---------- LISTED RECORDS ----------

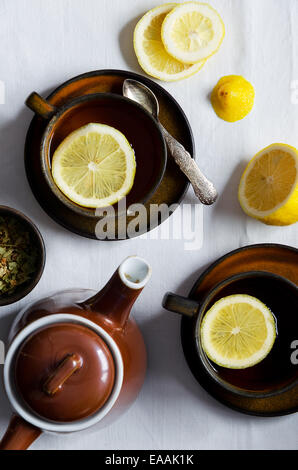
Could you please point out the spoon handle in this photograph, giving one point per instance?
(203, 188)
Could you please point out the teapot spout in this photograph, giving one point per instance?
(116, 299)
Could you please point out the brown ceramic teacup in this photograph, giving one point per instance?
(139, 127)
(276, 373)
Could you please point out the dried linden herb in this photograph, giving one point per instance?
(18, 255)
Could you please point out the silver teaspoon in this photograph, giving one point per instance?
(203, 188)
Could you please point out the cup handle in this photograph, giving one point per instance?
(40, 106)
(19, 435)
(178, 304)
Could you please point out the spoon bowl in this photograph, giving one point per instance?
(203, 188)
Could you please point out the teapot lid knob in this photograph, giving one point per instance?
(65, 372)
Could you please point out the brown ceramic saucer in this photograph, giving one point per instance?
(274, 258)
(174, 184)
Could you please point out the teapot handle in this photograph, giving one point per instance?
(19, 435)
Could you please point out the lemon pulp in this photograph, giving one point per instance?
(268, 189)
(150, 50)
(238, 332)
(192, 32)
(94, 166)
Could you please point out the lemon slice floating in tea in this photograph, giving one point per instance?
(94, 166)
(238, 332)
(192, 32)
(268, 189)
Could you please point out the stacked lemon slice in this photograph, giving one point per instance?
(173, 42)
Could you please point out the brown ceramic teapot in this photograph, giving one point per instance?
(75, 359)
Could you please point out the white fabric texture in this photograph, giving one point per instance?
(45, 43)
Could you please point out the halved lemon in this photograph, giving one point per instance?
(192, 32)
(150, 51)
(238, 332)
(94, 166)
(268, 189)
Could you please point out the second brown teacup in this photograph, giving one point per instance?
(276, 373)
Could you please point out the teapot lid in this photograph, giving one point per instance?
(65, 372)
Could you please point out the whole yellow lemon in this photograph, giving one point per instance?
(233, 98)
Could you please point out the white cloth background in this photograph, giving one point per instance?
(44, 43)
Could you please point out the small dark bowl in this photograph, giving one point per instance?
(24, 289)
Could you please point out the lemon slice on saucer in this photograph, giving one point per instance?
(238, 332)
(268, 189)
(192, 32)
(94, 166)
(151, 53)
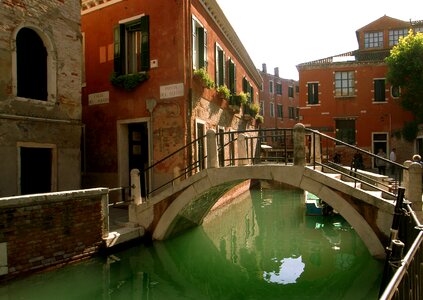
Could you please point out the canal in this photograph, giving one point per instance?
(261, 246)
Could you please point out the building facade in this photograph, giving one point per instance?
(178, 53)
(278, 100)
(40, 100)
(348, 97)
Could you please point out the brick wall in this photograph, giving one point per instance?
(39, 231)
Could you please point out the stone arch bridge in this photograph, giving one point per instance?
(185, 204)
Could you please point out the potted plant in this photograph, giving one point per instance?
(236, 101)
(251, 110)
(128, 81)
(259, 119)
(223, 91)
(204, 77)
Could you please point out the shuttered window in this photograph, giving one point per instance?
(132, 46)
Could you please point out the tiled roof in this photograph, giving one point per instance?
(355, 56)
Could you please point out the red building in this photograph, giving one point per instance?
(142, 99)
(347, 96)
(278, 100)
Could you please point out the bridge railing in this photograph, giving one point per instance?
(354, 163)
(403, 275)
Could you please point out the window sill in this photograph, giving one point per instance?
(345, 97)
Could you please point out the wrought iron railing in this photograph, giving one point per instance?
(324, 152)
(403, 276)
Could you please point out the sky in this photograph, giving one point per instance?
(285, 33)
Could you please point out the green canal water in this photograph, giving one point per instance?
(261, 246)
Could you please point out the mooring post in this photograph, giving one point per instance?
(299, 145)
(136, 187)
(211, 149)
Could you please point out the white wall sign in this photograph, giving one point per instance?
(98, 98)
(171, 91)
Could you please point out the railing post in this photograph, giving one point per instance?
(105, 215)
(242, 150)
(211, 149)
(135, 187)
(299, 145)
(316, 153)
(415, 185)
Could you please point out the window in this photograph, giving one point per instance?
(345, 130)
(31, 65)
(313, 92)
(199, 45)
(279, 88)
(373, 39)
(394, 36)
(291, 112)
(247, 88)
(395, 91)
(291, 91)
(219, 66)
(232, 76)
(280, 111)
(344, 84)
(132, 46)
(379, 90)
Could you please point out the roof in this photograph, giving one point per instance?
(355, 56)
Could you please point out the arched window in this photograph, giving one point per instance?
(31, 65)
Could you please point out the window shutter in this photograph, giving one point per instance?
(244, 85)
(145, 43)
(119, 49)
(232, 77)
(221, 67)
(200, 47)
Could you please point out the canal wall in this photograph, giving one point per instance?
(43, 230)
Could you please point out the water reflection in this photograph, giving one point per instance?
(261, 246)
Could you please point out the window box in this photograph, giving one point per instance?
(128, 81)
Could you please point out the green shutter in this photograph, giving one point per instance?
(119, 49)
(145, 43)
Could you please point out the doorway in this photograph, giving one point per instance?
(138, 151)
(35, 170)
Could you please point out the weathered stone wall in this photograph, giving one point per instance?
(57, 121)
(48, 229)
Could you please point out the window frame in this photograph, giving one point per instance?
(379, 90)
(347, 84)
(312, 93)
(279, 109)
(140, 23)
(373, 39)
(220, 67)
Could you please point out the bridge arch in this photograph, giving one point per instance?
(219, 180)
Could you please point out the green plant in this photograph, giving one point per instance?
(244, 97)
(205, 77)
(128, 81)
(255, 108)
(260, 119)
(224, 91)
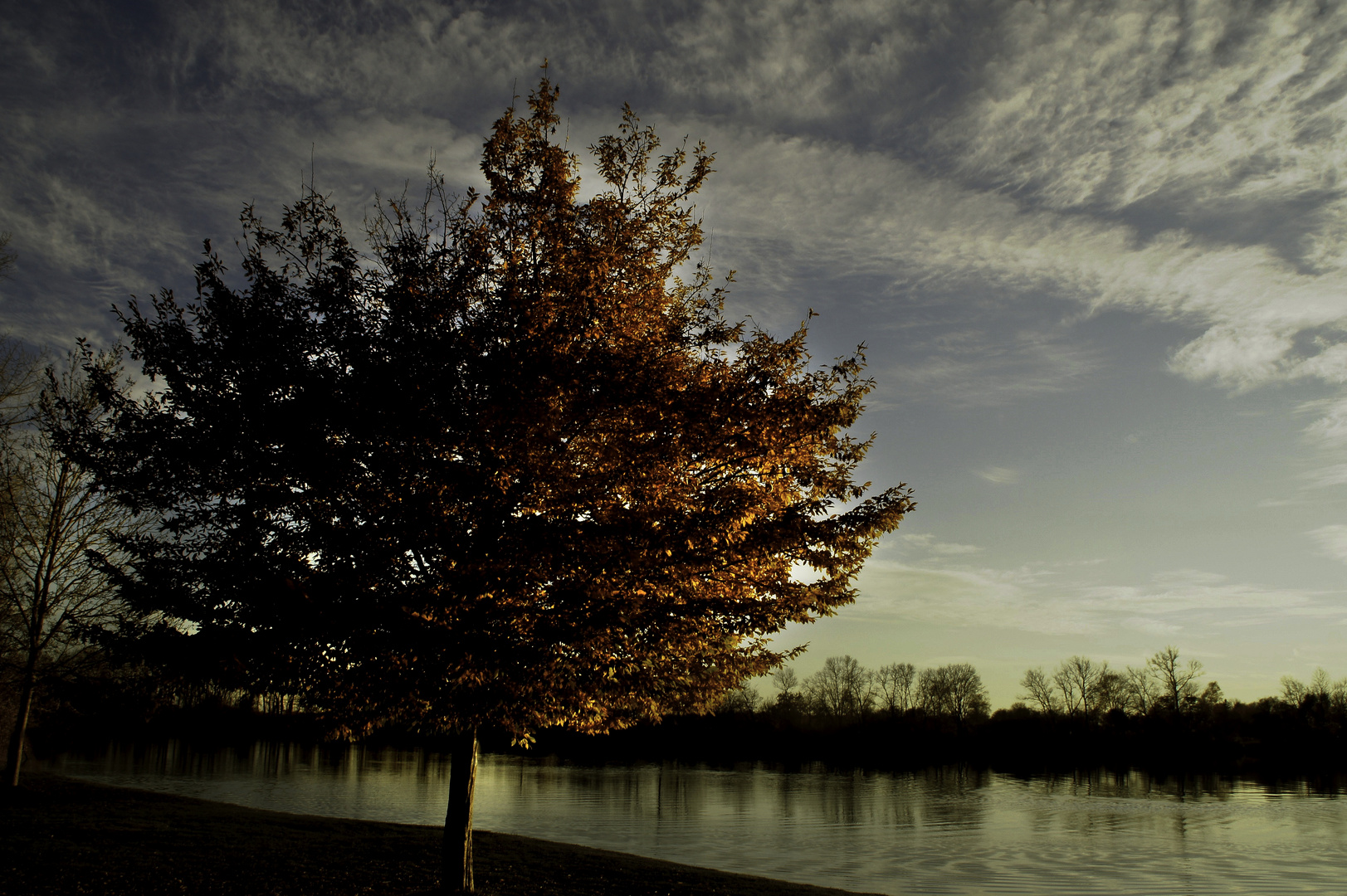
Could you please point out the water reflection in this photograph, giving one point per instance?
(944, 830)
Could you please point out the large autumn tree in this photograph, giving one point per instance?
(512, 469)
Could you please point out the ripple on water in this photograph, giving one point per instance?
(944, 830)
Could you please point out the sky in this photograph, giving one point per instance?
(1096, 254)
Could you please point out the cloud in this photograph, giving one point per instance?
(927, 542)
(1039, 597)
(1332, 541)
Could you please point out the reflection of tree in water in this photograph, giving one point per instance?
(950, 796)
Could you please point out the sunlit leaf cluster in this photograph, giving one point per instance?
(512, 468)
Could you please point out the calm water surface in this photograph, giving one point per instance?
(936, 831)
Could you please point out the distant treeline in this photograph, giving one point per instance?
(1082, 714)
(1160, 716)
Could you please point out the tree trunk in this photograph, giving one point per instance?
(21, 725)
(458, 821)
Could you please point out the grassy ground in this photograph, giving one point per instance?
(62, 837)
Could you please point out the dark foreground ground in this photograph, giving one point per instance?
(62, 837)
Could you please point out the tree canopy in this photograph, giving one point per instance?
(512, 468)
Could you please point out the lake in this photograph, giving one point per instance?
(943, 830)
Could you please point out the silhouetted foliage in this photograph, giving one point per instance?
(56, 589)
(518, 470)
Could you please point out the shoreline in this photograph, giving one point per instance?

----------

Leave the pictures out, and reproduce only the lines from the line holding "Could you please point out the window frame" through the last line of the material, both included.

Could you please point out the window frame in this photograph, giving one point per instance?
(379, 90)
(347, 84)
(312, 93)
(279, 109)
(140, 23)
(373, 39)
(220, 67)
Could you please point out the bridge arch in this photograph, giving one point per instance?
(219, 180)
Could you please point out the green plant in this photograph, giving one point per instance?
(244, 97)
(205, 77)
(128, 81)
(255, 108)
(260, 119)
(224, 91)
Could you please point out the water reflection in this photograph, giving one point per instance?
(944, 830)
Could you please point out the large autumn tree in this photograph, giving one point per instance?
(512, 469)
Could you please point out the ripple on water in this photograph, giving one point per instance?
(944, 830)
Could you please point out the sky in this photograph, giving one point per instance?
(1096, 254)
Could you please point out the cloud in this photograph, giving one point per instance?
(927, 542)
(1039, 597)
(1332, 541)
Could you please point out the reflection of tree in water in this photograph, giving one point per instance?
(950, 796)
Could you please point out the sunlit leaf cluster in this photograph, giving one point per instance?
(512, 468)
Could you please point out the calm water surface in this photograph, giving one point per instance?
(936, 831)
Could you please point out the distant treeline in this photograph, giving one point per instance?
(1082, 714)
(1160, 716)
Could you please point out the tree trunk in this photograph, giving one point per instance?
(21, 725)
(458, 821)
Could you please point out the grassy ground in this photograph, giving one point per instance?
(62, 837)
Could you please point out the dark foreground ground in this photograph, giving one point per instance?
(62, 837)
Could you please point out the tree canopy in this photograph, giving one point per instance?
(512, 468)
Could you please point out the lake in this photograph, giving one point per instance?
(943, 830)
Could you please point out the silhouetted foliage in this photograph, giving one point per instance?
(56, 589)
(518, 470)
Could you please point out the shoreline in this photograph, giving one point per instance?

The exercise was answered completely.